### ENTRIES:
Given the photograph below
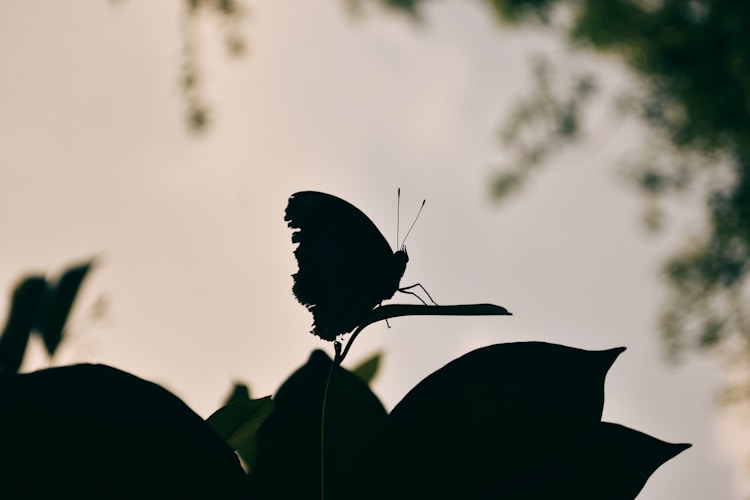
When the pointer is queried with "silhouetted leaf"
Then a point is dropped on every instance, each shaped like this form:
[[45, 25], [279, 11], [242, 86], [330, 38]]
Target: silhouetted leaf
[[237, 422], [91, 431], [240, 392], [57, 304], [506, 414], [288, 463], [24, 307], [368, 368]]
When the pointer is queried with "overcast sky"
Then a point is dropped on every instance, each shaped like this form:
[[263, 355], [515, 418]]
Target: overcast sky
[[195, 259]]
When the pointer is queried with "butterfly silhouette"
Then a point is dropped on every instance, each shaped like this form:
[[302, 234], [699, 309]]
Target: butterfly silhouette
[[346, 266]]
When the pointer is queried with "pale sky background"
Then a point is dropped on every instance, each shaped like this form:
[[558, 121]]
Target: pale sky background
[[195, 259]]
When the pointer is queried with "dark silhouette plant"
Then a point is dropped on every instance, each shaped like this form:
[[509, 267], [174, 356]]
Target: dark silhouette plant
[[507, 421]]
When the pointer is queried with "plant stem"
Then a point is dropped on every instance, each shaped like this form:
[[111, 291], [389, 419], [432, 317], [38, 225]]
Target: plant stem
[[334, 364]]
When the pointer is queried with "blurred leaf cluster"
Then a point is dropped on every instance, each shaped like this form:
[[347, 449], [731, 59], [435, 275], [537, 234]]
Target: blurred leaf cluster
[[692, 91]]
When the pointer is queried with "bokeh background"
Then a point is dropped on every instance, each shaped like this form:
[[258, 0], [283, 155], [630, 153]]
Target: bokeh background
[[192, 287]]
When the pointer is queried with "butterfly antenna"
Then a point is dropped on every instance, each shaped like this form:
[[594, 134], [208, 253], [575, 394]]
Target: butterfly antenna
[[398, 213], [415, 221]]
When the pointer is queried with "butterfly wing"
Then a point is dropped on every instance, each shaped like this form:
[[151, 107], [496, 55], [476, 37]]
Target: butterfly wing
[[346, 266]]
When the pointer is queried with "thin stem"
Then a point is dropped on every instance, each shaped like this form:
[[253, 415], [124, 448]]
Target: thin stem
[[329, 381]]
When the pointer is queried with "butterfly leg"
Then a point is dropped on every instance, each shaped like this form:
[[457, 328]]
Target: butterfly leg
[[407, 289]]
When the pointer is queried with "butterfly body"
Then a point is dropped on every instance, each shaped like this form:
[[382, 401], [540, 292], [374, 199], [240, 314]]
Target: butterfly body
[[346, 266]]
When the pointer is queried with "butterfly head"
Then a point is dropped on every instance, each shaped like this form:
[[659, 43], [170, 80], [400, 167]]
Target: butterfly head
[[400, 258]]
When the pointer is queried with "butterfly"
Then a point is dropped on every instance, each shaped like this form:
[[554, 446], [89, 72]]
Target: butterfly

### EXERCISE REQUIREMENTS:
Return to the listing above and set it down exactly, leaving out its pictures.

### FINISHED EXERCISE:
Given the photograph below
When the pointer is queried with "silhouetted leaf"
Then a point is dropped on every instance, each shaped like this form:
[[45, 25], [279, 11], [242, 86], [330, 38]]
Target: silhouetted leaf
[[237, 422], [91, 431], [240, 392], [57, 304], [506, 414], [288, 463], [24, 307], [368, 368]]
When the pointer is queried with "overcast sky"
Then a point is dropped on every instance, each shaped like this form:
[[263, 355], [515, 418]]
Target: overcast sky
[[195, 259]]
When the pointer is queried with "butterfly silhouette"
Then a point is dropped on every instance, each shaped like this form:
[[302, 234], [699, 309]]
Target: butterfly silhouette
[[346, 266]]
When the pointer is queried with "pale sky background"
Then a point is dropped on every instance, each shaped like this form:
[[558, 121]]
Target: pale sky background
[[195, 259]]
When the pointer is queried with "dark silhouette plant"
Then a point is dropped on every instance, each shaped like this form:
[[509, 267], [174, 356]]
Target: dark silhouette plant
[[507, 421]]
When the pointer is queried with "plant stem"
Then a point is dropped on every instance, each shaped like this form:
[[111, 291], [389, 419], [432, 317], [38, 225]]
Target: plant stem
[[334, 364]]
When the pointer is queried with "blurred leaf cluster"
Then a point is dropped on every instance, each shaped like this form:
[[347, 449], [731, 59], [435, 275], [537, 234]]
Target: blurred leaf cluster
[[692, 91]]
When the pointer is queried with "bokeh background"
Then a point is dropped on every instance, each shaped like this form:
[[258, 0], [283, 155], [630, 153]]
Target: bokeh background
[[192, 287]]
When the pointer is queried with "butterfly antenna"
Then a point is dropped on every instance, each shaped like this form:
[[594, 134], [208, 253], [575, 394]]
Target: butterfly antenna
[[398, 213], [415, 221]]
When the pointer is queried with "butterfly wing"
Then a point is dropped on every instance, each shaped like this form:
[[151, 107], [496, 55], [476, 37]]
Target: butterfly wing
[[346, 266]]
When the pointer is queried with "thin stem"
Then a point is dropped on every instance, each shaped like this form:
[[253, 415], [124, 448]]
Target: thin stem
[[329, 381]]
When the pointer is queried with "butterfly leg"
Then a point is dropped on every instance, each shaped like this form:
[[457, 328]]
Target: butterfly leg
[[407, 289]]
When the pointer is queried with "butterfly body"
Then a point is dropped on every instance, each shaped like this form:
[[382, 401], [540, 292], [374, 199], [240, 314]]
Target: butterfly body
[[346, 266]]
When the pointer is queried with "butterfly head"
Then a point is dropped on every instance, each shaped like this form:
[[659, 43], [170, 80], [400, 167]]
Target: butterfly head
[[400, 258]]
When the pointer is queried with "butterfly"
Then a point is dropped on every instance, each shaped like this form:
[[554, 446], [89, 72]]
Target: butterfly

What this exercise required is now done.